→ EXERCISE REQUIREMENTS:
Please restate the data below word for word, omitting all images.

→ DATA SHOWN:
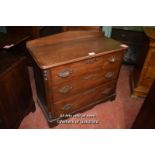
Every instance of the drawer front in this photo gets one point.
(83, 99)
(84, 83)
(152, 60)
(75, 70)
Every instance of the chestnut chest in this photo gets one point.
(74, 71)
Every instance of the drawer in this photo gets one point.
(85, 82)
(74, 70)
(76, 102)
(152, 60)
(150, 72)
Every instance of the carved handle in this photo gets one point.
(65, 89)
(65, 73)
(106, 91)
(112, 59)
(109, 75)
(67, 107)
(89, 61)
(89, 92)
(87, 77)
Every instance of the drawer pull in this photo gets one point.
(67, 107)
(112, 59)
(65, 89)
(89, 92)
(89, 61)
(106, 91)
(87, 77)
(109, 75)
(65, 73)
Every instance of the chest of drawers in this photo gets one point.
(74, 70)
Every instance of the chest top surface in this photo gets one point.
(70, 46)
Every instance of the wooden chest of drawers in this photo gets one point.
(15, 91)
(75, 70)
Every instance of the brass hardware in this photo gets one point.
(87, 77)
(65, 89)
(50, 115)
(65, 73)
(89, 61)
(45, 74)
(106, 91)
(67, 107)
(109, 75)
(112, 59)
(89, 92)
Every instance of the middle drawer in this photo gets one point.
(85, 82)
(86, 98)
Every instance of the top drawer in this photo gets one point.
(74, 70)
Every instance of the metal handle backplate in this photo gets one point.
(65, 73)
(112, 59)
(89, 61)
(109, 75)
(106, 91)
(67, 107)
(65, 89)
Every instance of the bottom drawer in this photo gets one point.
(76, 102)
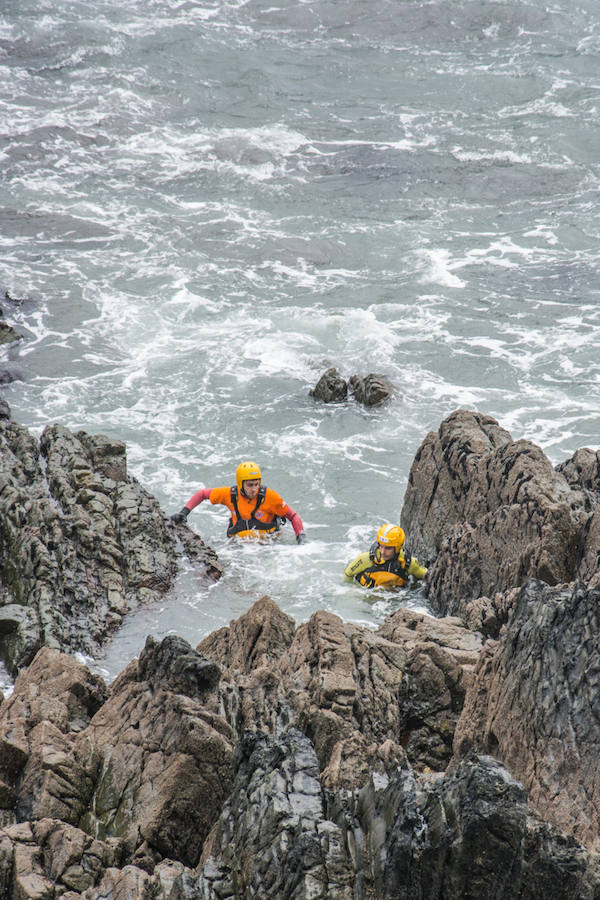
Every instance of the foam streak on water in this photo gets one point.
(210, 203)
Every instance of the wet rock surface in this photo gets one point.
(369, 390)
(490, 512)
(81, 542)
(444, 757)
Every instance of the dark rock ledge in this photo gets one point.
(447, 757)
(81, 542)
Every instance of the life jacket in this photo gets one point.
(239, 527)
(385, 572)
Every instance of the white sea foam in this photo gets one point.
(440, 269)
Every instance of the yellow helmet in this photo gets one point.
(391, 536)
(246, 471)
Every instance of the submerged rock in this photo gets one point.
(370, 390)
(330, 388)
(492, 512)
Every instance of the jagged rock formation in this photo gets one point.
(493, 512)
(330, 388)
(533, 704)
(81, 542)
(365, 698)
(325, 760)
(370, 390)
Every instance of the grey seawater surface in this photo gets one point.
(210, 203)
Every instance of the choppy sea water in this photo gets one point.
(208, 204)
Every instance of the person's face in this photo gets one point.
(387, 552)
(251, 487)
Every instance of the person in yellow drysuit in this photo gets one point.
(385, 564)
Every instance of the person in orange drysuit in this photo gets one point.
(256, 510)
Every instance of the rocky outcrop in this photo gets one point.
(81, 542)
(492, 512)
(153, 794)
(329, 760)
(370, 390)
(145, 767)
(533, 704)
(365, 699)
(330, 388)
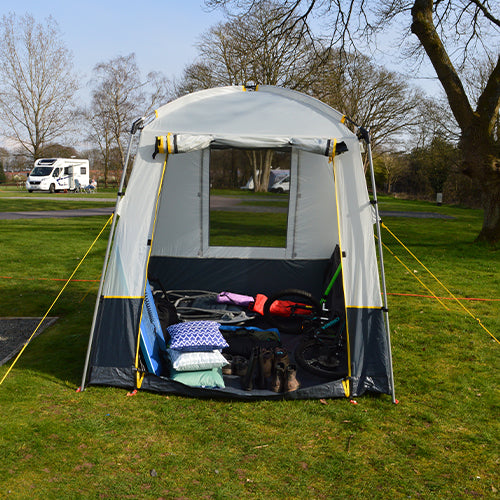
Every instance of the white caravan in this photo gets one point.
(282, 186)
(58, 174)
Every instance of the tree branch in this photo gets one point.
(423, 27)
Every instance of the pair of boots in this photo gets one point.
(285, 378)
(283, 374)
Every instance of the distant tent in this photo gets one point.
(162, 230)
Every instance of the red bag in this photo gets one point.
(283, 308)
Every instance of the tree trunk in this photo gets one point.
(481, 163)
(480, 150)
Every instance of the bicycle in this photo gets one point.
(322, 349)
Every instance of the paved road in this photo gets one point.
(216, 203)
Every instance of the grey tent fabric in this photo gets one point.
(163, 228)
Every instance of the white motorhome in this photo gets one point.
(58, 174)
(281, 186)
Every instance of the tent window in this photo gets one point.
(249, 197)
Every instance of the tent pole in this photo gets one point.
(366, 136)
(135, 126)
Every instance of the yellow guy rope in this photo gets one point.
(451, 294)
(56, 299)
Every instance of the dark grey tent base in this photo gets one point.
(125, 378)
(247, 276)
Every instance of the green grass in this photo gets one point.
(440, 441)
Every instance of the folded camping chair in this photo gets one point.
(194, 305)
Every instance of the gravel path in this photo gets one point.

→ ANSWER BELOW:
Every instance of the drawer front in this photo gets one point.
(83, 99)
(84, 83)
(152, 60)
(75, 70)
Every instance of the chestnut chest in this photo gets one point.
(74, 71)
Every instance of the drawer in this photo gets one point.
(85, 82)
(74, 70)
(76, 102)
(152, 60)
(150, 72)
Every instance of the carved handle in this photo gets one point.
(65, 89)
(65, 73)
(106, 91)
(112, 59)
(109, 75)
(67, 107)
(89, 61)
(89, 92)
(87, 77)
Every instance of the drawer pull in this photo gets one point.
(67, 107)
(112, 59)
(65, 89)
(89, 92)
(89, 61)
(106, 91)
(87, 77)
(109, 75)
(65, 73)
Every instance of the chest of drawers in this photo gets one point.
(74, 70)
Every instance of the chest top surface in this photo gets one point.
(70, 46)
Every instance of the wooden chest of drawers in this photo gets one point.
(15, 91)
(75, 70)
Every instance of the brass hardware in this photo gets one point.
(87, 77)
(65, 89)
(50, 115)
(65, 73)
(89, 61)
(45, 74)
(106, 91)
(67, 107)
(109, 75)
(112, 59)
(89, 92)
Every instance of the middle drawer in this photo gets one point.
(85, 82)
(86, 98)
Every instance of the top drawer in this photo gets one point.
(74, 70)
Every instance of the metal handle backplate in this photo gets one point.
(65, 73)
(112, 59)
(89, 61)
(109, 75)
(106, 91)
(67, 107)
(65, 89)
Every instance of the bottom drawer in this photo gets one point.
(76, 102)
Every instance of the foam streak on water in this photo gets one point.
(210, 203)
Every instance of the wet rock surface in this photo gets one point.
(369, 390)
(490, 512)
(81, 542)
(444, 757)
Every instance of the dark rock ledge in this photo gets one point.
(447, 757)
(81, 542)
Every instance of the life jacket in this photo gets one point.
(239, 527)
(385, 572)
Every instance of the white sea foam in this photo gets one point.
(440, 269)
Every instance of the yellow helmet in this photo gets one point.
(391, 536)
(246, 471)
Every instance of the submerged rock in this photo gets one point.
(370, 390)
(330, 388)
(492, 512)
Every instance of the jagged rock formation in this photo gets one point.
(493, 512)
(330, 388)
(533, 704)
(81, 542)
(365, 698)
(325, 760)
(370, 390)
Every instance of the grey seawater surface in this photo gets one point.
(210, 203)
Every instance of the choppy sea water in this photo gets one point.
(208, 204)
Every instance of the person's face in this photo gets one point.
(387, 552)
(251, 487)
Every instance of the person in yellow drysuit in this photo gets one point.
(385, 564)
Every instance of the person in orange drysuit in this photo gets one point.
(256, 510)
Every instance of the rocky outcrop in this photo gets one point.
(81, 542)
(492, 512)
(153, 794)
(329, 760)
(370, 390)
(145, 767)
(533, 704)
(365, 699)
(330, 388)
Every instance of the white caravan in this photo gets one point.
(282, 186)
(58, 174)
Every instance of the tree branch in this photo gets one point.
(423, 27)
Every instance of the pair of boots in this photo gets one point.
(285, 378)
(283, 374)
Every instance of the distant tent in this photo gets one point.
(162, 230)
Every instance of the red bag in this photo gets one point.
(283, 308)
Every instance of the tree trunk in this photo gets one point.
(481, 163)
(480, 150)
Every instance of the bicycle in this photo gets one point.
(322, 349)
Every instance of the paved road in this photo gets one point.
(216, 203)
Every instance of the grey tent fabric in this photo gets one point.
(163, 228)
Every instance of the white motorhome in this photo gets one point.
(58, 174)
(281, 186)
Every instance of the tent window in this photo gets one point.
(249, 197)
Every instance of the tent pole in this photo gets one point.
(366, 136)
(135, 126)
Every instance of the yellow guy rope in this photo gets one point.
(451, 294)
(56, 299)
Every instance of the dark grey tent base in this photo gets one point.
(125, 378)
(247, 276)
Every instance of the green grass in this photo gets one point.
(440, 441)
Every instance of the folded camping chair in this photo gets one point.
(194, 305)
Every instance of the gravel path in this photo gets one point.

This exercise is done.